___ Text shown ___

Introduction / Motivation

• This paper is a review of "Smith (Martin) - Why Throwing 92 Heads in a Row Is Not Surprising".
• The above paper claims that there’s nothing “surprising” about a fair coin coming up heads 92 times in a row, basically on the grounds that any random string HTTHHHTTTHTHT ... is equally probable.
• While I agree with the latter claim, I don’t agree with conclusion drawn from it. In fact, it’s preposterous, and this is the sort of philosophy paper – and it won a prize – that brings “philosophy of X” into contempt amongst practitioners of X – in this case mathematics, or statistics – not that I count myself as one of those.
• There are faint resonances with ancient discussions I’ve had with friends on the question of the probabilities of unusual events – eg of miracles – where I know our views differed. This is a less contentious case, I think. Here, the probability of the event is agreed upon and has a calculable numerical value, which is not the case with the probabilities of miracles. However, it is relevant to their perceived credibility.
• it’s important when responding to a “preposterous” argument to get to the bottom of it and find out exactly what’s wrong with it. My suspicions are that – irrespective of psychology and how our brains might be wired – we need to invoke things like the central limit theorem1, information theory2, analogies with the Sorites3 Paradox, the Lottery Paradox4 and the like.
• The author (Martin Smith) has written lots of (fairly contentious) stuff on testimony versus probabilities, which I’ve collected and am looking forward to studying.

Detailed Arguments
• Examples of “Surprising” Events
→ The light not coming on when I flick the switch
→ A colleague promising to attend a meeting and “no showing”
→ My car is not where I left it
• Smith aims to argue – in contrast – that throwing 92 heads would not be surprising.
• The above is a normative claim – we might well be surprised, but – Smith will argue – we ought not to be.
→ This claim – it substantiated – has far-reaching consequences for what we should believe, given our limited evidence, in other circumstances.

___ Record set ___

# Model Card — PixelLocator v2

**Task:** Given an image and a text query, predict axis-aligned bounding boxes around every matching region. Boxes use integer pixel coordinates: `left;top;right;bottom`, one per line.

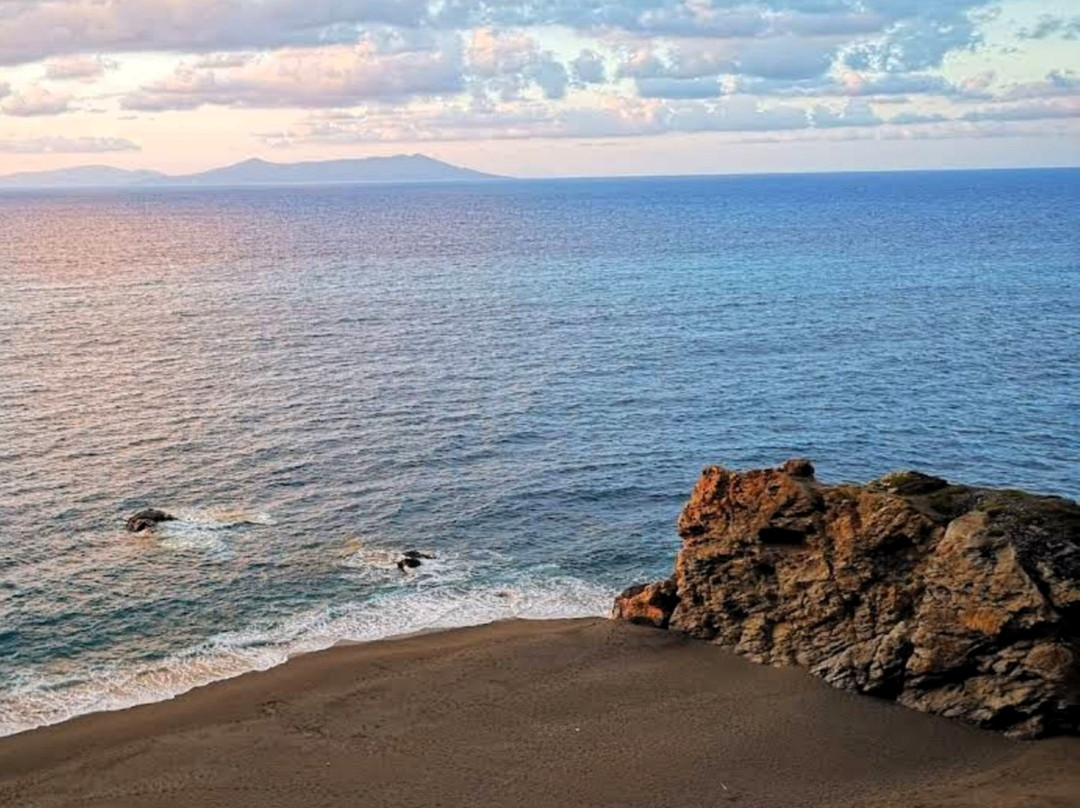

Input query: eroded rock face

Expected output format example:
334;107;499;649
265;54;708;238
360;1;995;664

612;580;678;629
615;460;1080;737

___
___ Record set ___

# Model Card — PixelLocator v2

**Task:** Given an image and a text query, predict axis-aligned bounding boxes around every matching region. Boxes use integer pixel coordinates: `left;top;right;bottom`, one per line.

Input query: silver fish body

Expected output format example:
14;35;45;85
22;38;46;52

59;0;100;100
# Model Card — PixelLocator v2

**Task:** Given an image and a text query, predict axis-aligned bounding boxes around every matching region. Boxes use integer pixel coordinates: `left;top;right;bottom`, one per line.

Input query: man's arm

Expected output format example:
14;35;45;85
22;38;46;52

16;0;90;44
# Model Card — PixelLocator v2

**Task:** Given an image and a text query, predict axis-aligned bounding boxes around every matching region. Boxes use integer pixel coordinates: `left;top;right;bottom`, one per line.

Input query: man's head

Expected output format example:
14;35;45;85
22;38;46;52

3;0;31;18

___

**Set exercise A**:
What kind of claim does the review call the idea that we might be surprised by 92 heads but ought not to be?
**Set exercise B**:
Copy the review's text between "Introduction / Motivation" and "one of those.", inclusive.

**Problem solution A**:
A normative claim.

**Problem solution B**:
Introduction / Motivation

• This paper is a review of "Smith (Martin) - Why Throwing 92 Heads in a Row Is Not Surprising".
• The above paper claims that there’s nothing “surprising” about a fair coin coming up heads 92 times in a row, basically on the grounds that any random string HTTHHHTTTHTHT ... is equally probable.
• While I agree with the latter claim, I don’t agree with conclusion drawn from it. In fact, it’s preposterous, and this is the sort of philosophy paper – and it won a prize – that brings “philosophy of X” into contempt amongst practitioners of X – in this case mathematics, or statistics – not that I count myself as one of those.